-- begin RECORDS SUPPLIED --

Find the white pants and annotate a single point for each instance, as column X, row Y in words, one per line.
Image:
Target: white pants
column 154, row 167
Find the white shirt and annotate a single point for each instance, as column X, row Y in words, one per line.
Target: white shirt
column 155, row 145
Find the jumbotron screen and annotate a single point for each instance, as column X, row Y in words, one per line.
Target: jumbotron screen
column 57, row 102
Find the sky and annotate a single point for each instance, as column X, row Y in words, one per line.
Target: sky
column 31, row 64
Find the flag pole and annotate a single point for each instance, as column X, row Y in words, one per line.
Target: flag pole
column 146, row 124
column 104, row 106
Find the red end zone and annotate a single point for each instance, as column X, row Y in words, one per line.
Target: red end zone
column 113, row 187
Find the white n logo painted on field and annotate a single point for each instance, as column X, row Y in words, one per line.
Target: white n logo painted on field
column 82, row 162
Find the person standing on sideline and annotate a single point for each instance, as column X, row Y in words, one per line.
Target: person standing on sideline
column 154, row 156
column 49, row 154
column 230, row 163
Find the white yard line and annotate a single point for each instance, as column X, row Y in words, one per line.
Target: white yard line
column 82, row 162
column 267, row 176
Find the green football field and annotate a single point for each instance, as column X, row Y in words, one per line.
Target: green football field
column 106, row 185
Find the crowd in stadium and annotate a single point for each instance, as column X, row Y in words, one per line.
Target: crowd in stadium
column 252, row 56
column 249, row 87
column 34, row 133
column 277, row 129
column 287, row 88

-- end RECORDS SUPPLIED --
-- begin RECORDS SUPPLIED --

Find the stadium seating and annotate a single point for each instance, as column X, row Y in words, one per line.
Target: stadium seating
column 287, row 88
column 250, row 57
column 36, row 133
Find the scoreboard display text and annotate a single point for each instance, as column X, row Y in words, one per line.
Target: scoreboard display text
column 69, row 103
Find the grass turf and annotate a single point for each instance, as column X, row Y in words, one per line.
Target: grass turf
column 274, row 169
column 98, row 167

-- end RECORDS SUPPLIED --

- PROBLEM STATEMENT: Convert the entries between the line that contains "Find the grass" and the line that contains "column 98, row 167", inclusive, into a numbered list with blank lines omitted.

- EXERCISE RESULT:
1. Find the grass turf and annotate a single point for each instance, as column X, row Y in words, one per line.
2. Target: grass turf
3. column 274, row 169
4. column 98, row 167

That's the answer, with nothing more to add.